=== Section Start ===
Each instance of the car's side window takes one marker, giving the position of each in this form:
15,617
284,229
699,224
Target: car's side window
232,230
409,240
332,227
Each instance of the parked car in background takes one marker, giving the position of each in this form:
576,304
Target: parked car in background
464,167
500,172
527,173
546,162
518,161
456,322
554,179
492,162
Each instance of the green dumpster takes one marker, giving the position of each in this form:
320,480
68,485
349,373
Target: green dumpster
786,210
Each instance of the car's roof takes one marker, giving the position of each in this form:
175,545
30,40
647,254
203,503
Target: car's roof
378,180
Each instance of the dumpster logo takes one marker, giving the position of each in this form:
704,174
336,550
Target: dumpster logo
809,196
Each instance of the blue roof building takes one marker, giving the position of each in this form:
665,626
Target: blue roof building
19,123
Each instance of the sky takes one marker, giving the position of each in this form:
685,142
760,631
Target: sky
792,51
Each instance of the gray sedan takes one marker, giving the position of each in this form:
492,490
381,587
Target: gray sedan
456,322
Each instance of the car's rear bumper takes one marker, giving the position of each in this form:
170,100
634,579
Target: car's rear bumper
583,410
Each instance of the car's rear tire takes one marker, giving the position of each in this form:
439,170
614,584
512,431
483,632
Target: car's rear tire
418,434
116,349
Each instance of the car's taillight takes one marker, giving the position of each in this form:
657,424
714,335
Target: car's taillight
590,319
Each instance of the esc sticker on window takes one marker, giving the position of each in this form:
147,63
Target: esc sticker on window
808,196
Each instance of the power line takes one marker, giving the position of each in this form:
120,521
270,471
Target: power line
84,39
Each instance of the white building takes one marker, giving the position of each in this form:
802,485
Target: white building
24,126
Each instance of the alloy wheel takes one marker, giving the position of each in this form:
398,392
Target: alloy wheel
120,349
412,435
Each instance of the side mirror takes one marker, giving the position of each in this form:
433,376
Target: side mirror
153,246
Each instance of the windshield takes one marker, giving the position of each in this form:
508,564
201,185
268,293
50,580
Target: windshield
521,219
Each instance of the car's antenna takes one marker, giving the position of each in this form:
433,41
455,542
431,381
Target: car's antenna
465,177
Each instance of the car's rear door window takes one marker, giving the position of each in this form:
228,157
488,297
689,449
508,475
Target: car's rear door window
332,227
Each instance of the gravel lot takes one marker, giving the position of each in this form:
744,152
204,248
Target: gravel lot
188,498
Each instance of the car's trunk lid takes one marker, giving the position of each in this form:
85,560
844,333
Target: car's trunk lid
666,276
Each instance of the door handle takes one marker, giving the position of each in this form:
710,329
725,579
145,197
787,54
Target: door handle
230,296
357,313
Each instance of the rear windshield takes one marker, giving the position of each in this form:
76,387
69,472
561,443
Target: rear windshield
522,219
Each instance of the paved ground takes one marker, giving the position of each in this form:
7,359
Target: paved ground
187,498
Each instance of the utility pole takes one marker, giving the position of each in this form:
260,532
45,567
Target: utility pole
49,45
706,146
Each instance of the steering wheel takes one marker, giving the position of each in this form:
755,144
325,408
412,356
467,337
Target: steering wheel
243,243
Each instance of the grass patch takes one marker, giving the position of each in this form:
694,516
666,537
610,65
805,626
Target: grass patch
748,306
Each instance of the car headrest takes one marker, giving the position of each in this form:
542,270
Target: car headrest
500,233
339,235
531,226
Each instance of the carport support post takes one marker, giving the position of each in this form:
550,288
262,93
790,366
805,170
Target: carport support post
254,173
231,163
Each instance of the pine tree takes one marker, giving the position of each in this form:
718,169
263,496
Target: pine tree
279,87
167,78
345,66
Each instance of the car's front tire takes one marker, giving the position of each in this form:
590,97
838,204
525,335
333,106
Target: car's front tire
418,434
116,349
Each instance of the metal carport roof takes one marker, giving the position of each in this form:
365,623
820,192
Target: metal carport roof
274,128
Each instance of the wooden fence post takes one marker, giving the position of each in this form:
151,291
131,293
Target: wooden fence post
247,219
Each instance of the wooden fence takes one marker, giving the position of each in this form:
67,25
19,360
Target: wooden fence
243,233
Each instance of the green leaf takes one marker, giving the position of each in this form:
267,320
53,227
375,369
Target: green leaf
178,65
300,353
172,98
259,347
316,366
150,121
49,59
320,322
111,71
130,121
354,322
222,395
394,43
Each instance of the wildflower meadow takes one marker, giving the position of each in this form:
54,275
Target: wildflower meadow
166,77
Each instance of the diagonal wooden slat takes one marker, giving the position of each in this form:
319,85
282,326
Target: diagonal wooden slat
=== Section End ===
→ What to work on
When a line in the material above includes the word "diagonal", copy that line.

→ Expected answer
Each instance of the diagonal wooden slat takes one marker, giving the position of each in this form:
Target: diagonal wooden slat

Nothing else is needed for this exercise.